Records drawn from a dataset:
================

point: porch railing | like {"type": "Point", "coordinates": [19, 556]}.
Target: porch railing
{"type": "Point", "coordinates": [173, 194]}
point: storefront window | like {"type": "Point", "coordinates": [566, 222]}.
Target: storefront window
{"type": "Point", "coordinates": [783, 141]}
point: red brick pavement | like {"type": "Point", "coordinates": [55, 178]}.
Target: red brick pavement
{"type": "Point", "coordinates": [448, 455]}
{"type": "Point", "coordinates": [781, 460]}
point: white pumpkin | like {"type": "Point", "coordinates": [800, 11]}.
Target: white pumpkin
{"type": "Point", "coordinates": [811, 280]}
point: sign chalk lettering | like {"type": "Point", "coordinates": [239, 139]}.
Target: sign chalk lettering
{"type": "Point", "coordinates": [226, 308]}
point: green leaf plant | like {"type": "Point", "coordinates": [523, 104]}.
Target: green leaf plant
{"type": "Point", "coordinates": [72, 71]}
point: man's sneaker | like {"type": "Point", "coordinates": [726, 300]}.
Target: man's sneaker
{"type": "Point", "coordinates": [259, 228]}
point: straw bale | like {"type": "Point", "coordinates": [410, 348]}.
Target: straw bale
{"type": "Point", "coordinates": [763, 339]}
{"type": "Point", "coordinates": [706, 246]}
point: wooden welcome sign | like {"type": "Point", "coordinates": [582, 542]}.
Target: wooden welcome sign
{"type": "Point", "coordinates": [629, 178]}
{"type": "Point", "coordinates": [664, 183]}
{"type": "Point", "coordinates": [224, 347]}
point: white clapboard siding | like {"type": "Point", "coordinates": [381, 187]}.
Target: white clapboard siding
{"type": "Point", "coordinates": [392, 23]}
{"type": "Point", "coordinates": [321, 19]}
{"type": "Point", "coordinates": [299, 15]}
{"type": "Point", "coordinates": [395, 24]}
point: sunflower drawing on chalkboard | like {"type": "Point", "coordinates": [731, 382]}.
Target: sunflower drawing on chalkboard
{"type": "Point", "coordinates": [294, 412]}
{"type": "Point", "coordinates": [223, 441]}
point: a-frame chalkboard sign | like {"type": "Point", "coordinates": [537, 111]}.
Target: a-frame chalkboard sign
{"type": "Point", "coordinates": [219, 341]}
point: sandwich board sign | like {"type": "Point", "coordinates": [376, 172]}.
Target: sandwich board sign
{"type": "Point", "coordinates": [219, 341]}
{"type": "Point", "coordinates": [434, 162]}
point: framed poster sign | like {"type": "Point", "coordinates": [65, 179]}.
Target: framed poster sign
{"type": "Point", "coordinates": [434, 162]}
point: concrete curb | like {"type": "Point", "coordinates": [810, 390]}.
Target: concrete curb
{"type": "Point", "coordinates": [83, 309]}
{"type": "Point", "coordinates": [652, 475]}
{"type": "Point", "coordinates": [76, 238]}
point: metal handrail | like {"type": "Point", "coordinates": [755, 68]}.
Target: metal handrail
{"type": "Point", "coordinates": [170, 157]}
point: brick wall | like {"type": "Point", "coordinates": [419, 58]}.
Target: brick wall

================

WORK ITEM:
In the answer, please give only the lines from the line containing "point: sunflower drawing" through the final line of the data, copied exactly.

EXPECTED ANSWER:
point: sunflower drawing on chalkboard | like {"type": "Point", "coordinates": [731, 382]}.
Target: sunflower drawing on chalkboard
{"type": "Point", "coordinates": [294, 412]}
{"type": "Point", "coordinates": [223, 441]}
point: a-frame chalkboard sign | like {"type": "Point", "coordinates": [537, 111]}.
Target: a-frame chalkboard sign
{"type": "Point", "coordinates": [219, 341]}
point: sandwich board sign | like {"type": "Point", "coordinates": [376, 172]}.
Target: sandwich board sign
{"type": "Point", "coordinates": [219, 341]}
{"type": "Point", "coordinates": [434, 162]}
point: framed poster sign | like {"type": "Point", "coordinates": [65, 179]}.
Target: framed poster sign
{"type": "Point", "coordinates": [434, 162]}
point: concrete curb | like {"type": "Point", "coordinates": [810, 390]}.
Target: concrete curb
{"type": "Point", "coordinates": [83, 309]}
{"type": "Point", "coordinates": [652, 475]}
{"type": "Point", "coordinates": [76, 238]}
point: metal handrail | like {"type": "Point", "coordinates": [755, 68]}.
Target: metal handrail
{"type": "Point", "coordinates": [170, 157]}
point: brick wall | like {"type": "Point", "coordinates": [419, 58]}.
Target: brick wall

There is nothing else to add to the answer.